→ Activities:
a) In the post below about the Plymouth Poetry Showcase, translate this sentence into Spanish: "The arts center is located in the former Plymouth town library on North Street."
b) For each statement below, say yes or no to whether the post about the Plymouth Poetry Showcase agrees with it, and quote the words that decide it: (i) The first Poetry Showcase was held indoors at the Plymouth Center for the Arts. (ii) Philip Hasouris hosts the Brockton Library Poetry Series. (iii) The Visual Inverse project asks poets to write in response to selected pieces of visual art.

Wednesday, September 23, 2015

The Garden of Poetry: Flourishing in Plymouth



          I'll be one of the readers at the Poetry Showcase for the Plymouth Guild's Annual Juried Art Show this weekend along with Elizabeth Hansen, Philip Hasouris, Moira Linehan, Mary Pinard and Richard Wiley. The reading takes place at the Plymouth Center for the Arts, 11 North St. in Plymouth Center, on Sunday, Sept. 27, at 1 p.m. 

          Six poets sounds like a lot of words at one gulp, but the readers are carefully timed, so the program doesn't go on too long.
          According to Jack Scully, who shepherds the event, the tradition of a Poetry Showcase reading in conjunction with the annual juried art show goes back 10 years when the late Plymouth poet Mike Amado sponsored and hosted the first Poetry Showcase on Sept. 23, 2006. The Plymouth Guild for the Arts' Marsha Hanby reached out to Amado, a poet and a musician, who had been participating in and finding homes for open mike readings and performances at various venues in Plymouth Center. Hanby's goal was to partner with other local groups and provide entertainment during the first two week-ends of the annual show. Amado offered to put together a poetry reading. 
           The first Poetry Showcase was held under a tent at the Old Training Green in downtown Plymouth, where the art Guild was exhibiting work that year. It featured a number of poets who will be back this year for Sunday's 10th anniversary show, including Hasouris, Wiley and Hanson.  
          Elizabeth Hansen has been published in Boston's Bagel Bards journal and by the Ibbetson Street Press. Philip Hasouris is the host of the Brockton Library Poetry Series. Moira Linehan, a former English teacher and school administrator, has published two volumes of poetry. Mary Pinard, who recently published her first collection of poetry, has also published essays on poets Lorine Niedecker and Alice Oswald. Rich Wiley, who took part in that first event, has long been prominent in the Plymouth poetry circuit. 
          Two years after the first event, the Plymouth Showcase moved indoors, along with the art show, and its organizers began a new monthly poetry reading series that's been running since 2008 at the Plymouth Center for the Arts.    
           However, as Scully states in a press release for this year's Poetry Showcase, the year 2008 marked both "the beginning and ending of an era. On Sunday April 6, 2008, POETRY:The Art of Words debuted, bringing a monthly poetry venue to Plymouth, and ten months later Mike Amado succumbed to end stage kidney disease and passed to the other side on January 2, 2009." 
          A few years later a further collaboration by local poets and the Plymouth Guild was launched. Called "Visual Inverse," the project invites poets to write in response to selected pieces of visual art. Altogether, the three Plymouth-based programs, Poetry the Art of Words, Poetry Showcase, and Visual Inverse, bring more than a dozen poetry events to Plymouth Center each year. "Almost every month of the year," Scully writes, "poetry is spoken here. That was much of what Mike Amado envisioned when he first assembled word artists under the tent on the Old Training Green back in 2006."
           The arts center is located in the former Plymouth town library on North Street. We used to take our daughter there to the children's library years ago when we first moved to Plymouth, so it's fun (and a bit nostalgic) for me to be going back there to read.

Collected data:
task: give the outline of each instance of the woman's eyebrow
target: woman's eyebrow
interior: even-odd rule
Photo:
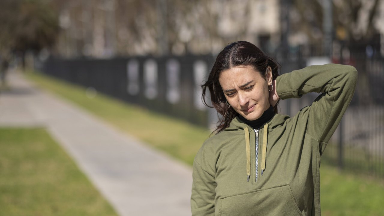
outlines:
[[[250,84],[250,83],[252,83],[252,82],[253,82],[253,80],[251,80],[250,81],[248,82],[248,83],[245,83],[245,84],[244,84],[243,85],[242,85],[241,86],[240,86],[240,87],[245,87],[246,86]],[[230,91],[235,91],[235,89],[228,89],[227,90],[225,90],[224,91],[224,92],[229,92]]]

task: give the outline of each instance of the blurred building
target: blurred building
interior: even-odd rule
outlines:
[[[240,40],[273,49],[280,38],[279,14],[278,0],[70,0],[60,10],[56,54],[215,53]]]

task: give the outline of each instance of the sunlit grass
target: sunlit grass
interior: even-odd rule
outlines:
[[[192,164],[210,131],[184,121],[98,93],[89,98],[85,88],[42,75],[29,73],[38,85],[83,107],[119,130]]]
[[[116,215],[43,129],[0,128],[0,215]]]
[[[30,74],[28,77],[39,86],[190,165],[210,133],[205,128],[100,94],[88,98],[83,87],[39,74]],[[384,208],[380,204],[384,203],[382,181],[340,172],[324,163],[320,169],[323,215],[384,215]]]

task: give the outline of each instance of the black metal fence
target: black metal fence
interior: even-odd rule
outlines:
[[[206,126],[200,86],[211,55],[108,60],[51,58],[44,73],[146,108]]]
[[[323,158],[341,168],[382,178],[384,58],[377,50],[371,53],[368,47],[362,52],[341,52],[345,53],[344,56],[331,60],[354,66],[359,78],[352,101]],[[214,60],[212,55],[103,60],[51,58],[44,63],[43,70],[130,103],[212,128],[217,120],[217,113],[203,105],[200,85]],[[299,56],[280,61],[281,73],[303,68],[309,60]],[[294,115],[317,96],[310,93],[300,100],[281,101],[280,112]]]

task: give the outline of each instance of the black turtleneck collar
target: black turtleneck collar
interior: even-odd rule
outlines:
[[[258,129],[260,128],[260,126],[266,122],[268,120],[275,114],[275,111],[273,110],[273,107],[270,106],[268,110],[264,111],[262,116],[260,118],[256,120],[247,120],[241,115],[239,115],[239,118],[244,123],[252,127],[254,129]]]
---
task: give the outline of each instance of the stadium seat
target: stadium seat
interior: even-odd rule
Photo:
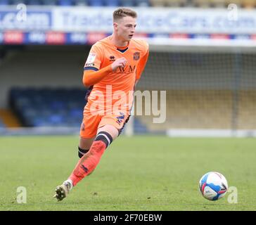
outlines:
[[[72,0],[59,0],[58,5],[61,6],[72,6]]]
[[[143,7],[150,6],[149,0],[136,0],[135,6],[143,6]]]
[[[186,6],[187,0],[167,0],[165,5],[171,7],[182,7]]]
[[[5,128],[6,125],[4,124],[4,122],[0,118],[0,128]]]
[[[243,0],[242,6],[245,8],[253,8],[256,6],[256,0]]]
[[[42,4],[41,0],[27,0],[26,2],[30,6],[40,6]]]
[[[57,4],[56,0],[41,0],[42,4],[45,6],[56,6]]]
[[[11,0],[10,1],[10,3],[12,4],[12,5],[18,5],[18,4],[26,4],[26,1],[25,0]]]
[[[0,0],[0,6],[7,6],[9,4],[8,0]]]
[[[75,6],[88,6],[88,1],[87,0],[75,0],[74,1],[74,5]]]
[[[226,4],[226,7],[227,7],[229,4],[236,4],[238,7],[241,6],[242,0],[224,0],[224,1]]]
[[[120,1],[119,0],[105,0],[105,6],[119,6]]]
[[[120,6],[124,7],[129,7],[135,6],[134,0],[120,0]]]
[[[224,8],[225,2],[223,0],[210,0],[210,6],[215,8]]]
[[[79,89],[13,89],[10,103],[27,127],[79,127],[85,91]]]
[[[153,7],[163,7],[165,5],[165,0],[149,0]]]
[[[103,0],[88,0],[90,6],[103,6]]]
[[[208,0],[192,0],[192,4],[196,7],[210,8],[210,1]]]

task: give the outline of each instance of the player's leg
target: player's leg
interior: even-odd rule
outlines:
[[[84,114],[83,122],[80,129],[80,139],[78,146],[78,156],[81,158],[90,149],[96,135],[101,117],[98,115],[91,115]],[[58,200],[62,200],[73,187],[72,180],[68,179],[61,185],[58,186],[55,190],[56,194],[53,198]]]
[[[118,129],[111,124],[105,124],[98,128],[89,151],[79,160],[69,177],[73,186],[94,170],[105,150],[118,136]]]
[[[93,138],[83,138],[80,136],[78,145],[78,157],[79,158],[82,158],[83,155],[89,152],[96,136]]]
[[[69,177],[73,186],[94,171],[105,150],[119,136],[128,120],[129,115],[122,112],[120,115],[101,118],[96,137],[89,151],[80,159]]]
---
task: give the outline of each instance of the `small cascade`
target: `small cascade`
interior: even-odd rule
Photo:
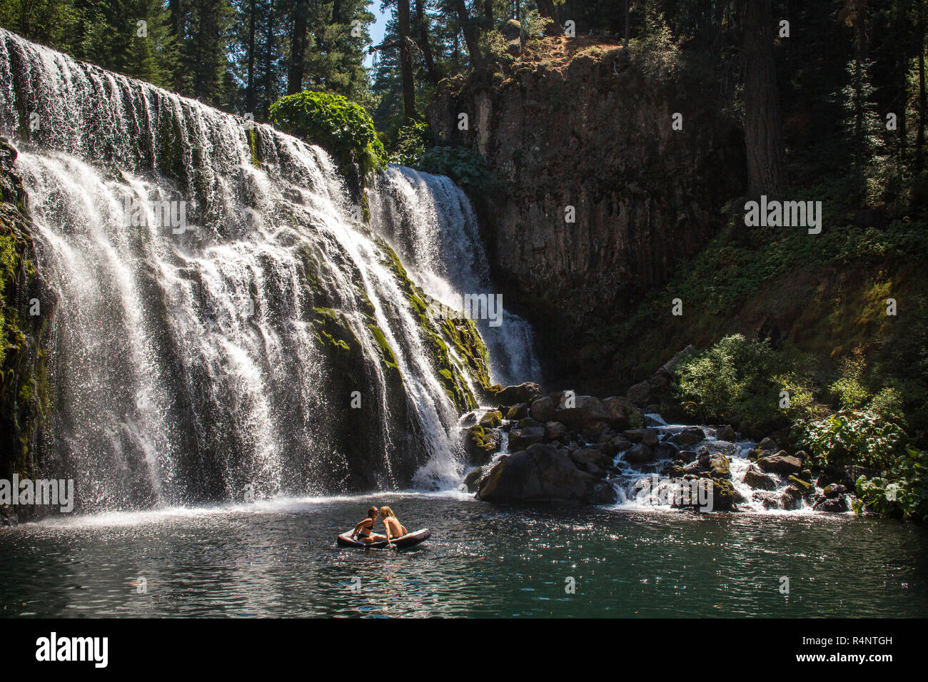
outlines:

→ Answers per task:
a) El centro de artes está ubicado en la antigua biblioteca municipal de Plymouth, en North Street.

b)
(i) No: "The first Poetry Showcase was held under a tent at the Old Training Green in downtown Plymouth"
(ii) Yes: "Philip Hasouris is the host of the Brockton Library Poetry Series."
(iii) Yes: "the project invites poets to write in response to selected pieces of visual art."